GIVEN EXERCISE
Recast all of the data below as a Markdown table with the columns "Row" and "Entry," one numbered row per line. Omit blank lines and the pictures.

↓

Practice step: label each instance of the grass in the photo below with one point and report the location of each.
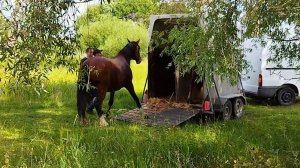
(38, 131)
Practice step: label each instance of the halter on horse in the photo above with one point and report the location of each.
(107, 75)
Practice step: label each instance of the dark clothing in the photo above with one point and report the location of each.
(82, 60)
(93, 92)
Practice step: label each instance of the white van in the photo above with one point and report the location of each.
(265, 79)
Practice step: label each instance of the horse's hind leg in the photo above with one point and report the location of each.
(101, 97)
(82, 99)
(130, 89)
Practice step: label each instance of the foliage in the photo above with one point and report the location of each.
(40, 37)
(39, 132)
(210, 42)
(279, 20)
(110, 34)
(207, 42)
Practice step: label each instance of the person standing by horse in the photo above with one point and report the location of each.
(89, 53)
(93, 90)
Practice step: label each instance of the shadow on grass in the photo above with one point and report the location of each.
(39, 131)
(265, 102)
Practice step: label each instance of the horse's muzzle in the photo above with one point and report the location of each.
(139, 61)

↑

THE COMPLETED TASK
| Row | Entry |
|---|---|
| 1 | Practice step: label each instance of the grass in the photo below with one point and report the location of each. |
| 2 | (38, 131) |
| 3 | Practice step: label each instance of the halter on horse in the photo above with one point and report the location of each. |
| 4 | (107, 75) |
| 5 | Practice step: label each instance of the dark clothing in the photo above with one point and report the location of each. |
| 6 | (82, 60) |
| 7 | (93, 92) |
| 8 | Practice step: label each instance of the white van in the photo above with one point and report the location of each. |
| 9 | (265, 79) |
| 10 | Practice step: label each instance of the horse's hind leg in the photo above with one point and report the location of each. |
| 11 | (101, 97) |
| 12 | (82, 99) |
| 13 | (130, 89) |
| 14 | Practice step: label each instance of the foliage in the photo above with one point and report the location of each. |
| 15 | (40, 37) |
| 16 | (39, 132) |
| 17 | (210, 42) |
| 18 | (279, 20) |
| 19 | (110, 34) |
| 20 | (207, 42) |
| 21 | Practice step: label each instance of the person standing by horse in the photo above with one point and report the location of each. |
| 22 | (89, 53) |
| 23 | (93, 90) |
| 24 | Practice step: label each instance of the shadow on grass in the photo above with one point and report the location of each. |
| 25 | (39, 131) |
| 26 | (265, 102) |
| 27 | Practice step: label each instance of the horse's muzzle in the photo above with one point and report the location of each. |
| 28 | (139, 61) |